— Start Exercise inputs —

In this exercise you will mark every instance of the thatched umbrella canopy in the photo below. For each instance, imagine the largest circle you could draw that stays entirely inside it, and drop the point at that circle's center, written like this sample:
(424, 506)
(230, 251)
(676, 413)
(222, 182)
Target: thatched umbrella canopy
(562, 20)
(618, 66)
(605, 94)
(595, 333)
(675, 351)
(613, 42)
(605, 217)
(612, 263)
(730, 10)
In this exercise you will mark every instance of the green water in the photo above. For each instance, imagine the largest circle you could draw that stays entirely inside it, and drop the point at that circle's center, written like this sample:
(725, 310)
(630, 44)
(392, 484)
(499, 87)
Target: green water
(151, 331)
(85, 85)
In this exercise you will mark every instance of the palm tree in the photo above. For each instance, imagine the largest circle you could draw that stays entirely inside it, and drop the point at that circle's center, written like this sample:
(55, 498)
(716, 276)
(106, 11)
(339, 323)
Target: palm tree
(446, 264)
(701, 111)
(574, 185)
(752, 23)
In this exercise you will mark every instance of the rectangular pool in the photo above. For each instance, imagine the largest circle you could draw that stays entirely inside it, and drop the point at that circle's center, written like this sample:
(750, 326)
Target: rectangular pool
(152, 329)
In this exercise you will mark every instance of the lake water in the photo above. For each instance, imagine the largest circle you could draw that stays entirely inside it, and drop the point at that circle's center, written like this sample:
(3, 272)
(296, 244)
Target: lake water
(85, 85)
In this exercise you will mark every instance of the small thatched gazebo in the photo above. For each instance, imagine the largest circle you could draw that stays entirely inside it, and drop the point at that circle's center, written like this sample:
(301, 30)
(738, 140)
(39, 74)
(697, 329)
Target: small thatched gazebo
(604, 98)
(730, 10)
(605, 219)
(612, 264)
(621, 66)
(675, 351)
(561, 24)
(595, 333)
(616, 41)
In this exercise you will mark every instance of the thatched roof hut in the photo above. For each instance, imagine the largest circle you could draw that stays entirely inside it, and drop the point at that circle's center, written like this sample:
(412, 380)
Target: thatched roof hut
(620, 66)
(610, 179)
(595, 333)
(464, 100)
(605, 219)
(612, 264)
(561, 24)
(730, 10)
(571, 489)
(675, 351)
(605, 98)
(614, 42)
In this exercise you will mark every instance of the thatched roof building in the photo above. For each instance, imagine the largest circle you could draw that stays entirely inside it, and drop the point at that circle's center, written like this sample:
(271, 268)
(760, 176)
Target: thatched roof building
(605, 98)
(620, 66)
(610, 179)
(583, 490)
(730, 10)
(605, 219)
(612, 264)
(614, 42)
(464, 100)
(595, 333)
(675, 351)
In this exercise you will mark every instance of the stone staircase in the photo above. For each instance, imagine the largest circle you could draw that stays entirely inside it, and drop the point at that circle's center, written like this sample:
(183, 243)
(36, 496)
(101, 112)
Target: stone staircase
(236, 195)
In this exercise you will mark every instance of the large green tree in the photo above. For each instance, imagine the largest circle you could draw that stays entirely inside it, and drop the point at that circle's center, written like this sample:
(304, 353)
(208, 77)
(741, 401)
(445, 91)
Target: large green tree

— End Exercise inputs —

Your goal = Reproduce nothing but the lines from the line containing "roof hut in" to the last line of the data, each exactly as written.

Answer to this exercise =
In this exercise you will mark every instance of the thatched roof hut in the photo above. For each instance, imagine the largest circle you could draw that stays entirely inside it, and drop the point at that circle's center, written like this sample:
(412, 380)
Target: thatched roof hut
(620, 66)
(610, 179)
(595, 333)
(464, 100)
(605, 219)
(612, 264)
(561, 24)
(730, 10)
(571, 489)
(675, 351)
(605, 98)
(614, 42)
In this exercise you will mark every instance of the thatched roof building in the photo above. For each instance, imagine the largest circle you could draw that stays entirely inside it, and drop the point at that circle's center, written like this sample:
(271, 268)
(760, 176)
Target: thatched roof building
(605, 98)
(620, 66)
(610, 179)
(583, 490)
(730, 10)
(605, 219)
(612, 264)
(614, 42)
(464, 100)
(595, 333)
(675, 351)
In this exercise you will mark every instance of the stone staircase in the photo above. For each instance, imagine the largest circle you could draw that stays entirely inside it, and drop the point at that circle's center, written like this sample:
(183, 243)
(36, 496)
(101, 112)
Target: stone staircase
(236, 195)
In this exercise you will mark every instance of the large green tree in the photo above. For each instance, imagine the largest circle you could draw that stays entirely inside it, and drop the point at that circle's center, written like this sample:
(304, 353)
(208, 77)
(741, 401)
(445, 91)
Target: large green tree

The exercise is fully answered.